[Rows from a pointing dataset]
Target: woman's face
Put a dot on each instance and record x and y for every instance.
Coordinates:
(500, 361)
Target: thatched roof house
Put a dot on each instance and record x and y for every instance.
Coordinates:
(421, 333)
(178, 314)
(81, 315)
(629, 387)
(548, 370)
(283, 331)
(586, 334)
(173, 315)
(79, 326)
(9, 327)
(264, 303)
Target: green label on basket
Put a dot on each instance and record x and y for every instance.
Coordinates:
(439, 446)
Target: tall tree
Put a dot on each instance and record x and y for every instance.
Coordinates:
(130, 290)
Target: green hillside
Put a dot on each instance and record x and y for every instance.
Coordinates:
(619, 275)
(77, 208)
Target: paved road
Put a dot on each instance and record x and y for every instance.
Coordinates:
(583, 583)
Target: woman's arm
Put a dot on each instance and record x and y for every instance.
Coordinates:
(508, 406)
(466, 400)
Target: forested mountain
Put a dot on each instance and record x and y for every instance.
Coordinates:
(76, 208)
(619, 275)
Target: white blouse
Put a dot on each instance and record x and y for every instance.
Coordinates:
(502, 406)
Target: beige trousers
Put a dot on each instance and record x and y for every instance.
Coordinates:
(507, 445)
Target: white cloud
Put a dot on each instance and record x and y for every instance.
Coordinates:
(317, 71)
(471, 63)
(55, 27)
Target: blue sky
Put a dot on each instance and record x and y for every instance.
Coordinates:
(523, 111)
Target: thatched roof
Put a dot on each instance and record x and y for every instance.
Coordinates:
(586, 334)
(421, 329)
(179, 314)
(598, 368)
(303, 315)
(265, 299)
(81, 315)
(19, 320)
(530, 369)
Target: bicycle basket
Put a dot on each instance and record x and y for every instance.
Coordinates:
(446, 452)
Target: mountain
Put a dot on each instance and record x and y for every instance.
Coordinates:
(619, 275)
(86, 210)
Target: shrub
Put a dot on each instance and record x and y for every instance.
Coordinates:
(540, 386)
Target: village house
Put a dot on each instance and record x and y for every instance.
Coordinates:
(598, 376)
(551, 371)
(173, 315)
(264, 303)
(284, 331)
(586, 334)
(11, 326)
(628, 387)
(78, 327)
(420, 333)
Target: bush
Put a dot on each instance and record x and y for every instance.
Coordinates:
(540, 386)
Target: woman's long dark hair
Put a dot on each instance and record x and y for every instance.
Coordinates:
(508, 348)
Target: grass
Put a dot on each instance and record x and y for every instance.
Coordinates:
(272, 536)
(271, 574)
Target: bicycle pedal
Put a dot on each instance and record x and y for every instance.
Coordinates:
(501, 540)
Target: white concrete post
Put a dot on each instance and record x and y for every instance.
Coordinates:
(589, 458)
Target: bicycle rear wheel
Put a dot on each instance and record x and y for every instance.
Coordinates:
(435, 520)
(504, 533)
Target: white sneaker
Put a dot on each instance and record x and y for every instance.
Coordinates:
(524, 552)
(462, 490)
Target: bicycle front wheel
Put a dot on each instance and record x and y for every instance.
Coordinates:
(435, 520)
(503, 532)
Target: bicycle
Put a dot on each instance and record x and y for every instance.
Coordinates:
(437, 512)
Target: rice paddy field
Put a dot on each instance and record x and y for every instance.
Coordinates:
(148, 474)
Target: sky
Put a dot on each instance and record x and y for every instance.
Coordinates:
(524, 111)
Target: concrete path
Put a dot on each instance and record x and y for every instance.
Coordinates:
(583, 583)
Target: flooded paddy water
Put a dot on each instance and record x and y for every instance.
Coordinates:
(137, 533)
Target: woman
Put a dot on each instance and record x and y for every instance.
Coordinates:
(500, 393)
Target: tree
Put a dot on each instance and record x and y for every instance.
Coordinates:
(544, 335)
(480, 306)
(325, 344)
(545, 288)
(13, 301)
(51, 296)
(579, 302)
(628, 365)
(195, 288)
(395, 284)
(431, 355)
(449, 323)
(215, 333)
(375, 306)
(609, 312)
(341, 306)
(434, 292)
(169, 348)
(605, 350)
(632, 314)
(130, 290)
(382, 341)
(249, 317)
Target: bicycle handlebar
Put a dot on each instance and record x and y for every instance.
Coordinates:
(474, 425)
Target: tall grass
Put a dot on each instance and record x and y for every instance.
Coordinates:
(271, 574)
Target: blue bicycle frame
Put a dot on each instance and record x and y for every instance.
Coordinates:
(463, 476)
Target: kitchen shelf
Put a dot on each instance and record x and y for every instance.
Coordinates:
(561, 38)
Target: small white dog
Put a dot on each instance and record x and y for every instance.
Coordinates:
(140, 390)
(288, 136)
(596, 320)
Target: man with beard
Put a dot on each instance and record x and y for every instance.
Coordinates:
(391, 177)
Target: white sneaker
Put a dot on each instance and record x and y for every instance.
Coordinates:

Task to carry out | Only the lines from the one that contains "Target: bicycle handlebar" to the end of the entries above should be given again, exactly and in full.

Output below |
Target: bicycle handlebar
Put a dot on each instance and record x and y for every instance.
Coordinates:
(474, 425)
Target: tall grass
Put a dot on each instance and record x and y for every instance.
Coordinates:
(271, 574)
Target: blue bicycle frame
Put a dot on each instance and record x and y for every instance.
Coordinates:
(463, 476)
Target: kitchen shelf
Put a dot on each instance and record x and y for every instance.
Coordinates:
(561, 38)
Target: small white dog
Put a dot on each instance and record x and y for every instance.
Coordinates:
(140, 390)
(288, 136)
(596, 320)
Target: man with beard
Put a dot on each instance and record x and y for every instance.
Coordinates:
(391, 177)
Target: white sneaker
Put a dot on each instance and record x and y for every instance.
Coordinates:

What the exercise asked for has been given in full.